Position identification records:
....................
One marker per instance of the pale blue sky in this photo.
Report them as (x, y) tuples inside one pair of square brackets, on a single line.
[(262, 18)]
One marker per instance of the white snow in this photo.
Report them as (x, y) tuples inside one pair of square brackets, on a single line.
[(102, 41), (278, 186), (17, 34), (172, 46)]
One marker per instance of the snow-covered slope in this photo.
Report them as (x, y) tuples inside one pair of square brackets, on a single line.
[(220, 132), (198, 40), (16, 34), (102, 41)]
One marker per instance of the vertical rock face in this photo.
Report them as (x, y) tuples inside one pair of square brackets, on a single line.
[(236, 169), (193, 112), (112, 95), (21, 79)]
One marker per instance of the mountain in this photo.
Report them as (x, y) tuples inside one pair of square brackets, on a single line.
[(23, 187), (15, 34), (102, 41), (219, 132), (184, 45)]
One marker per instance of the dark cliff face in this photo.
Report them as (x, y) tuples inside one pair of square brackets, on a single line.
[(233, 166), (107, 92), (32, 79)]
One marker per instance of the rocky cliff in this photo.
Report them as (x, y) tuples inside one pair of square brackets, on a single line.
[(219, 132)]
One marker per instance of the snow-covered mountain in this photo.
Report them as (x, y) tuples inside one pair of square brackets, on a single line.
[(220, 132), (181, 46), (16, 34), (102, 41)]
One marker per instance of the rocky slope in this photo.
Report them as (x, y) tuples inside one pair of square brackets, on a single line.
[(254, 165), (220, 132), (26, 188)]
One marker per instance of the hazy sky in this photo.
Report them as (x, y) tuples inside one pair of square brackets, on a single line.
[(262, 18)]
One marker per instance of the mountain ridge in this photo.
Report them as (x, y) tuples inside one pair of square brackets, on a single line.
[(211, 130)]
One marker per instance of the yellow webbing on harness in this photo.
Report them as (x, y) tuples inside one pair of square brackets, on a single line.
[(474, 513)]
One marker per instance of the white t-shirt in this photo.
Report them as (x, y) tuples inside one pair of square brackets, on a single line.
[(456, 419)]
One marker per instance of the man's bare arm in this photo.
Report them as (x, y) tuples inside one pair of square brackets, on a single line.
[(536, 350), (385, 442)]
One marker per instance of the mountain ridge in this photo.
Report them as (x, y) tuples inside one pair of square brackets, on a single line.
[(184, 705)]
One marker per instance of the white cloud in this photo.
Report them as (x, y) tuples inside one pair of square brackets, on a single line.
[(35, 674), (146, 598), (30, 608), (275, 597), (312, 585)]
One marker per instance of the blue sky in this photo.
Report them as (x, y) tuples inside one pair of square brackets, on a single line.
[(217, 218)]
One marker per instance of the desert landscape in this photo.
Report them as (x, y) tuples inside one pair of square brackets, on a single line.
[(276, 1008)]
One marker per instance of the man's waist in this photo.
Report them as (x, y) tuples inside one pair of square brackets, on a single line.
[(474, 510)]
....................
Your goal>
Please give the material above as a two-column CSV headed input and output, with one row per entry. Put each entry's text in the input field and its answer in the output field, quote both fields, and turn any line breaks into spaces.

Written answer>
input,output
"One marker per instance of the pale blue sky in this photo. Report them as (x, y) tuples inside one pair of square brackets, on a single line.","[(262, 18)]"
"One marker per instance of the white snow in this photo. Report them as (x, y) tuples inside one pair of square brackets, on a single line.","[(102, 41), (278, 186), (17, 34), (172, 46)]"
"One marker per instance of the snow-covered slope in this photo. Report them as (x, y) tuples inside one pair of square brackets, on a single line.","[(220, 132), (198, 40), (16, 34), (102, 41)]"
"One marker per instance of the vertical rock face in this photo. Report them as (x, y) tuples inside one pair of square brackets, on a single line.","[(236, 169), (193, 112), (112, 95), (21, 79)]"
"One marker per instance of the mountain in this photo. Report them as (x, y) tuples inside one pair of square brackets, on a single line.","[(23, 187), (15, 34), (102, 41), (219, 132), (184, 45)]"
"One marker per instance of the dark cliff face in this photo. Report them as (x, y) tuples inside one pair of square brackets, on a single line.","[(233, 166), (107, 92), (32, 79)]"
"One marker per instance of the rocky cliff in this photo. Report them as (x, y) tuples inside one pair of square brackets, on a single line.","[(219, 132)]"
"One marker per instance of the snow-covered mountain in this photo. Report them as (x, y) tuples inside one pair of square brackets, on a single line.","[(220, 132), (181, 46), (16, 34), (102, 41)]"
"One marker per instance of the rocky slope in this photo. Report them as (x, y) tuples inside one pair of square brackets, on a single line.","[(254, 165), (220, 132), (26, 188)]"
"One marker per instance of the hazy sky in this photo. Report them as (x, y) tuples inside one pair of square brackets, on a single line.","[(262, 18)]"
"One marker per instance of the mountain ridge in this photo. Report them as (x, y) tuples inside one pair of square brackets, on a single line.","[(211, 130)]"
"One marker per instance of the yellow webbing on harness in this photo. Report them as (x, y) tuples inside one pair of square brackets, on a single line.","[(474, 513)]"
"One marker per instance of the white t-shirt in this photo. Report them as (x, y) tuples inside one pair of square brackets, on a single line.","[(456, 419)]"
"One marker per instance of the man's bare arm in this photo. Report them as (x, y) tuples inside one pair of square brackets, on a single line.","[(536, 350), (385, 442)]"
"One marker per instance of the mountain ridge in this photo. Report them as (x, y) tuples inside one pair of square brackets, on a single line.","[(184, 705)]"
"One marker per instance of the white cloud in this photo. Report them as (x, y) tuples inside one pair of square brackets, on a single line.","[(35, 674), (146, 598), (30, 608), (275, 597), (312, 585)]"
"One marker per instance of the blue sky in this photo. Report them as (x, y) tuples inside one pair of square brackets, on a single line.","[(217, 218)]"
"One marker per instance of the desert landscape in this photo. Report them as (x, y) tuples inside one pair of square brackets, on a single line.","[(276, 1008)]"
"One marker per instance of the man's waist in this photo. Report them as (x, y) tuples inside one pair of square brackets, on a single line.","[(474, 510)]"